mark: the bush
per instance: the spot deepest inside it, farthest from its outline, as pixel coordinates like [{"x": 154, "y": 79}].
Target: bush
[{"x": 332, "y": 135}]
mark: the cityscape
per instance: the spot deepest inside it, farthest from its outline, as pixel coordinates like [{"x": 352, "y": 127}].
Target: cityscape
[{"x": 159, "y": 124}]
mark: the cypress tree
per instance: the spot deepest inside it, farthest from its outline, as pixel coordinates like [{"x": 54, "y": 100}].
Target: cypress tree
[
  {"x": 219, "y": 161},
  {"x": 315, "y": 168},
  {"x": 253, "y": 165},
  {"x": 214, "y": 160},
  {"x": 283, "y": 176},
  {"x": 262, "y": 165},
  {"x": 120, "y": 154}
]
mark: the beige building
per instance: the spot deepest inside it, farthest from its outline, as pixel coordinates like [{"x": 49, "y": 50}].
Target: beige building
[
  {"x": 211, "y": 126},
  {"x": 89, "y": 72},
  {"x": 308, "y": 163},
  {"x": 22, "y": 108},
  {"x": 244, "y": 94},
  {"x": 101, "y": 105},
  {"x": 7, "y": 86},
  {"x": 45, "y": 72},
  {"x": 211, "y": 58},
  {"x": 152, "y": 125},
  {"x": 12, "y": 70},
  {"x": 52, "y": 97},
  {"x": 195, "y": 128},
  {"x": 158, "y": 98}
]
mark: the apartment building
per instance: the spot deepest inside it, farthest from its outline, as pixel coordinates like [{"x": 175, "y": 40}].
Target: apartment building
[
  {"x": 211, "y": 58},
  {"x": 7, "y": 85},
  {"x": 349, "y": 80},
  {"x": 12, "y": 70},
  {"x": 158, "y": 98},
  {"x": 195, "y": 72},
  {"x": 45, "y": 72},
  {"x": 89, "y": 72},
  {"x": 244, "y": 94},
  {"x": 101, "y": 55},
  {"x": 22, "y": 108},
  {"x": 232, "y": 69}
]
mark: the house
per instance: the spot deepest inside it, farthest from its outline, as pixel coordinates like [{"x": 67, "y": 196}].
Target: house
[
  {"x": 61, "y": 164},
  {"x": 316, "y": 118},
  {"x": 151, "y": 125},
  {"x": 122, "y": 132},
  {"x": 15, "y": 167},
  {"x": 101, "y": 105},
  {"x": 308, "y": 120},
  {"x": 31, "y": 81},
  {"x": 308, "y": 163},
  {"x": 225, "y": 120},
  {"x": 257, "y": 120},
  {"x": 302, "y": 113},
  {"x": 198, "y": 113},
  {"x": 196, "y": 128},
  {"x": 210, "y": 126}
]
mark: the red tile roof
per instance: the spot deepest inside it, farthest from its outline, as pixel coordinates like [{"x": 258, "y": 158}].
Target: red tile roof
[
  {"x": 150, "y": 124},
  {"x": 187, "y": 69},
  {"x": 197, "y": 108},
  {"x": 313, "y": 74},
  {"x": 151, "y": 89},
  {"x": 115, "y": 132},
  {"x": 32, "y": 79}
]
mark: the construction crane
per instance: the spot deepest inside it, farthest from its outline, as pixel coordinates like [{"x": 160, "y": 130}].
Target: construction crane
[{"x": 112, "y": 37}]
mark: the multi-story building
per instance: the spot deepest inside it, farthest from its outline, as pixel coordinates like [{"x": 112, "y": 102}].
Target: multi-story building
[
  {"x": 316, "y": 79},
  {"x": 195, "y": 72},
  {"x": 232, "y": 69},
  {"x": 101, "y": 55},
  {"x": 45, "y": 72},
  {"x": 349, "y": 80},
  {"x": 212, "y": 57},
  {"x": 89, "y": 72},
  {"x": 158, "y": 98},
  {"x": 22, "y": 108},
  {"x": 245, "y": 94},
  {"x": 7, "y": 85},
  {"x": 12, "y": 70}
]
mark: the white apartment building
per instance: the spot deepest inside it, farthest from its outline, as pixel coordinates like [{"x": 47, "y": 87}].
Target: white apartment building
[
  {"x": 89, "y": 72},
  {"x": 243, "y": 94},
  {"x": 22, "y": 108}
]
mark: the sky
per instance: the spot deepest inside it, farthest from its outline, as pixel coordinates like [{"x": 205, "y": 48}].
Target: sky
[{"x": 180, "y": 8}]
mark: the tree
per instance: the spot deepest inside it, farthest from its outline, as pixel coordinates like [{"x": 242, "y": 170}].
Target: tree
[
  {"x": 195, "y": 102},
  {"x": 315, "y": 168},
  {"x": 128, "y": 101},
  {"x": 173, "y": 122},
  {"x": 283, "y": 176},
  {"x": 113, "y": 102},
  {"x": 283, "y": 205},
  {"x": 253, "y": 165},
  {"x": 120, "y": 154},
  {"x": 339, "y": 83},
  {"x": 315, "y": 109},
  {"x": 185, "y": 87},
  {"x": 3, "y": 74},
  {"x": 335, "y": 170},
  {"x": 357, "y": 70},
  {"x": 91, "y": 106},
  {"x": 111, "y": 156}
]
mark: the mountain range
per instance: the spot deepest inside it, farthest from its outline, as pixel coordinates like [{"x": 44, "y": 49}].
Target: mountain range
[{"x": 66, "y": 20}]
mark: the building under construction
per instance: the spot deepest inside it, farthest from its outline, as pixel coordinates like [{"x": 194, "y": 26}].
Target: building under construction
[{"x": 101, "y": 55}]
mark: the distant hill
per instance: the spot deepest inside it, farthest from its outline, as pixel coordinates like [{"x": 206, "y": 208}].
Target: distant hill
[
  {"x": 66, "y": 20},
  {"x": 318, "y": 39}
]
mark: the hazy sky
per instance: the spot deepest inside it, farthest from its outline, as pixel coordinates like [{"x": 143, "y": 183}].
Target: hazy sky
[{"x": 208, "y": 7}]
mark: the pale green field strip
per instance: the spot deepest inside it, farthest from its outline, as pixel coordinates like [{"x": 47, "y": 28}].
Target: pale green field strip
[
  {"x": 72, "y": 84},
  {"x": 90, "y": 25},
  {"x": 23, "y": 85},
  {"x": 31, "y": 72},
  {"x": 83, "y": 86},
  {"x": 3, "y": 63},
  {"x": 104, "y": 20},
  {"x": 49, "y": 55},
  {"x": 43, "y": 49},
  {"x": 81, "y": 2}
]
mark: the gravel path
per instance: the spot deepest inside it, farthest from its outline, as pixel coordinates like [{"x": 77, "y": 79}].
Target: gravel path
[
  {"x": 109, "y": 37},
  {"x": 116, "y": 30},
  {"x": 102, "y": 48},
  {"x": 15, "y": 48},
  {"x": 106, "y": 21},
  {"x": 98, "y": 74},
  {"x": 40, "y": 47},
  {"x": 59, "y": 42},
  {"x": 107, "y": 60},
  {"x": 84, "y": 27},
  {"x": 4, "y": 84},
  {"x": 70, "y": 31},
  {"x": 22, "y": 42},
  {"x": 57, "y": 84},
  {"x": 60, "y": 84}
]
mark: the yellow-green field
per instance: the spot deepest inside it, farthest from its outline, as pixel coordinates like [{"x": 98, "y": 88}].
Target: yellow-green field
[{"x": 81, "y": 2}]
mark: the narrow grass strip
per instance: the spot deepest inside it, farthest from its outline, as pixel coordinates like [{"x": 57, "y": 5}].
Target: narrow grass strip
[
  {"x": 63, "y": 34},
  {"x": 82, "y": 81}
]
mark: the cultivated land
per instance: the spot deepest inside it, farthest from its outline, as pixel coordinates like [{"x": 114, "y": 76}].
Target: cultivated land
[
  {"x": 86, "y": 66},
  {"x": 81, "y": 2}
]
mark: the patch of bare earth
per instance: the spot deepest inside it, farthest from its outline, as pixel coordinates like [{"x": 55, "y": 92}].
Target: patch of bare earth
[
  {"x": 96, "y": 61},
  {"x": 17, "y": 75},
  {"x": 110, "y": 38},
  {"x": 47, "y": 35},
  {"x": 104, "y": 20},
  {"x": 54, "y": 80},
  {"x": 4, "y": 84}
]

**What to produce**
Both end lines included, restate word for word the lines above from the line with "Target: distant hill" to the line with "mark: the pale green field strip", and nothing else.

**Solution to this task**
Target: distant hill
[
  {"x": 66, "y": 20},
  {"x": 318, "y": 39}
]
mark: the hazy sky
per instance: the spot deepest inside it, farthest from its outline, as pixel coordinates like [{"x": 143, "y": 183}].
Target: hazy sky
[{"x": 208, "y": 7}]
mark: the pale green field strip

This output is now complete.